• [GOAL OF THE EXERCISE]
Check each line of the listing for the string "orange". Copy those where it appears.

Content starts

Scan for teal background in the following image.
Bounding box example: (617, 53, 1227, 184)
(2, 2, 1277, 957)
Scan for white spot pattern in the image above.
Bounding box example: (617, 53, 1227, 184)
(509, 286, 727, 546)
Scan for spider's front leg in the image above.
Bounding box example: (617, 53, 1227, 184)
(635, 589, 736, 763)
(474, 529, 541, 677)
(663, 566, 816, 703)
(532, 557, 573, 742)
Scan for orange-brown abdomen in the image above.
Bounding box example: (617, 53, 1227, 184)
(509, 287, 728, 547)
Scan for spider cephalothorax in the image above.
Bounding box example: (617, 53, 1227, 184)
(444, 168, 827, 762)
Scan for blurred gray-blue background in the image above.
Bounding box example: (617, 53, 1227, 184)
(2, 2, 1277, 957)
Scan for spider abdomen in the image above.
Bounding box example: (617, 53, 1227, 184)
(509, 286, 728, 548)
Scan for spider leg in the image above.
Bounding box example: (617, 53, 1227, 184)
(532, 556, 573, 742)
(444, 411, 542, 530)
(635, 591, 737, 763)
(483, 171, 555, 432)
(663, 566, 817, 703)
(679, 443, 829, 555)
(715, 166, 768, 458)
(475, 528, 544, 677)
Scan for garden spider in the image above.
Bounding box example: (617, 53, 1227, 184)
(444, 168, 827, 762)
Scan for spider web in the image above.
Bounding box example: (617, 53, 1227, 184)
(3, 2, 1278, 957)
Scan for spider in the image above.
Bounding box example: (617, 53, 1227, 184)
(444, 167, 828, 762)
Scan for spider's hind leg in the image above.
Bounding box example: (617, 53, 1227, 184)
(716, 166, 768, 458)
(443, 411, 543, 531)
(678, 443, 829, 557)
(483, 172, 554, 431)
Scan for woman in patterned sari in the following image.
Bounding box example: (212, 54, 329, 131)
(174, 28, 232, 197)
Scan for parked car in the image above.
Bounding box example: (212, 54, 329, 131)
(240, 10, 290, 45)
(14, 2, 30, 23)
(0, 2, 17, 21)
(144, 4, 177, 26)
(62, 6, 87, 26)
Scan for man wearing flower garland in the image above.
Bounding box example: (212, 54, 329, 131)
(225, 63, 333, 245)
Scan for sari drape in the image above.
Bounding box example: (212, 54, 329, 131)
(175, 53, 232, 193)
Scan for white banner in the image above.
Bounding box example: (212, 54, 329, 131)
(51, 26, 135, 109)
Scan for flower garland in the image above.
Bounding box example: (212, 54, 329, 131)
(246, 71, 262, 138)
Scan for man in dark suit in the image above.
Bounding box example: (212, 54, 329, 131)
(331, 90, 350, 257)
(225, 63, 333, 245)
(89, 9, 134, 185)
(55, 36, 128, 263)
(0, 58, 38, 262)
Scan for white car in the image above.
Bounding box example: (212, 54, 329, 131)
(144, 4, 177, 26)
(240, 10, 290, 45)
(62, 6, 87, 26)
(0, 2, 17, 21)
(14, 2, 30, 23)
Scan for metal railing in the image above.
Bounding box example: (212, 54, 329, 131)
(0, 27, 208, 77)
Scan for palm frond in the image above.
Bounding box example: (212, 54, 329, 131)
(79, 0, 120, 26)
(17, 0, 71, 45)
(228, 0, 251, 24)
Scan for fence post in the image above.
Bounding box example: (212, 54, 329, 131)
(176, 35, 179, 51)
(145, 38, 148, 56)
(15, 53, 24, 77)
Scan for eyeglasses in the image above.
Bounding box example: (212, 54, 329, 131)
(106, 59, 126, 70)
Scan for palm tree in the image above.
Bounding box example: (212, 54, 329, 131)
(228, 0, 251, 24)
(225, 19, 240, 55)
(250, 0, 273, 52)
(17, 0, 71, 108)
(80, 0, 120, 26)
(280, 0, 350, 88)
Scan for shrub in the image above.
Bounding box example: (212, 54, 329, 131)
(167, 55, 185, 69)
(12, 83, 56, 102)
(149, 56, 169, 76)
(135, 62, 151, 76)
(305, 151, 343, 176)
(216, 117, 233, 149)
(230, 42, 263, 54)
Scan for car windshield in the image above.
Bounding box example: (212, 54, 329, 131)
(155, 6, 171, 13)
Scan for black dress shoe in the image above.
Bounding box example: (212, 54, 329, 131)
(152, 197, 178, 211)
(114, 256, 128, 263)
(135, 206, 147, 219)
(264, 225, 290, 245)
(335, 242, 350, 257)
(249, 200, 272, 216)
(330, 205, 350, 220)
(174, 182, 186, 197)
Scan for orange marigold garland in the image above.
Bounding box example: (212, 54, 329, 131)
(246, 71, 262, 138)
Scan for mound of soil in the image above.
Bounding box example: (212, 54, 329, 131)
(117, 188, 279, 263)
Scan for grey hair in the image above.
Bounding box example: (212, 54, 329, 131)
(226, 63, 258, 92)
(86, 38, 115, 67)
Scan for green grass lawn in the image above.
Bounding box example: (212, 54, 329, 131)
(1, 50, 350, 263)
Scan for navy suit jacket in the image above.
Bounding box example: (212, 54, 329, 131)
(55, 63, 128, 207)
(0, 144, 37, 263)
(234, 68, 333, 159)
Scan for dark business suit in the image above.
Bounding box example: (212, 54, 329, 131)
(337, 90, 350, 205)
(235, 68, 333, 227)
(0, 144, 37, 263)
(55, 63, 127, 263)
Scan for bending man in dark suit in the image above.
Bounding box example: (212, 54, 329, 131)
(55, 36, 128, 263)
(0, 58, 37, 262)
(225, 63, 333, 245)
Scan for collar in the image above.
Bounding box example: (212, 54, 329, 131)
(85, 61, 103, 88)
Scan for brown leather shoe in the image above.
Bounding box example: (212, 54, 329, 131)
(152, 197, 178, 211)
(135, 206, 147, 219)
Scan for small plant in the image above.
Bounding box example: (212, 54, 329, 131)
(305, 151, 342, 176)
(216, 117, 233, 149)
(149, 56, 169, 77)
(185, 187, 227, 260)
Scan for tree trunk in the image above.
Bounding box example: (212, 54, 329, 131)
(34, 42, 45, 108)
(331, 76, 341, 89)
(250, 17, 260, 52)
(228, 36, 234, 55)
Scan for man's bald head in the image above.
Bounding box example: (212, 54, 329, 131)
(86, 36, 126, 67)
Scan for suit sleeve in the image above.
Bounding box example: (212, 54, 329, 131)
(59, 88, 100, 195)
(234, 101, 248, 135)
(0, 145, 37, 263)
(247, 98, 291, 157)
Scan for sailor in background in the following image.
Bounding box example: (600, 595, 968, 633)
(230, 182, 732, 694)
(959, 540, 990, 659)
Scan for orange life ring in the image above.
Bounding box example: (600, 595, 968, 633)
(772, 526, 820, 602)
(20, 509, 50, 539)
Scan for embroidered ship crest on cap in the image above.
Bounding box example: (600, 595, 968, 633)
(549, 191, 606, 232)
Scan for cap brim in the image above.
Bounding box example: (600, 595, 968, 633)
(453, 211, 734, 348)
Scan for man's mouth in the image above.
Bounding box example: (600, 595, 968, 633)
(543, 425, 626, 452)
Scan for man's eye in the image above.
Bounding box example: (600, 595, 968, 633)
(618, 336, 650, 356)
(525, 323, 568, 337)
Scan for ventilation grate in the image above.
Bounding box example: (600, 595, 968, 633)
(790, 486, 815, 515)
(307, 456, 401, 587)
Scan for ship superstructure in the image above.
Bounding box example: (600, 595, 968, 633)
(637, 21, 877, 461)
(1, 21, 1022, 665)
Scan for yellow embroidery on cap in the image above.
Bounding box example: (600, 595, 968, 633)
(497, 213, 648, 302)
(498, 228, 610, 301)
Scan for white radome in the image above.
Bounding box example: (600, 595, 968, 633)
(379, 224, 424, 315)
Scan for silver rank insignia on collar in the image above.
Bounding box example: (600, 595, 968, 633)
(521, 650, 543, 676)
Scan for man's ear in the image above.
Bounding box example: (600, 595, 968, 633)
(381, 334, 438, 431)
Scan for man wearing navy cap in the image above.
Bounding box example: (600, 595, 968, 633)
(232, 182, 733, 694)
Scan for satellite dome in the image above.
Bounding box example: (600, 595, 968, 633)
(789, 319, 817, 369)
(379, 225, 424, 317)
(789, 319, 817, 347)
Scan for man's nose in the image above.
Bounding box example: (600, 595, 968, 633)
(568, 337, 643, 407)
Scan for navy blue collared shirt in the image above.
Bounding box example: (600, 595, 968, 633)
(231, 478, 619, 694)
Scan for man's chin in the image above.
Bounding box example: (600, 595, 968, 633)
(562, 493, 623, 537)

Content ends

• [WRITTEN REPLY]
Scan for orange-brown abdomen in the image above.
Scan for orange marigold garland in the image above.
Scan for orange life ring in the image above.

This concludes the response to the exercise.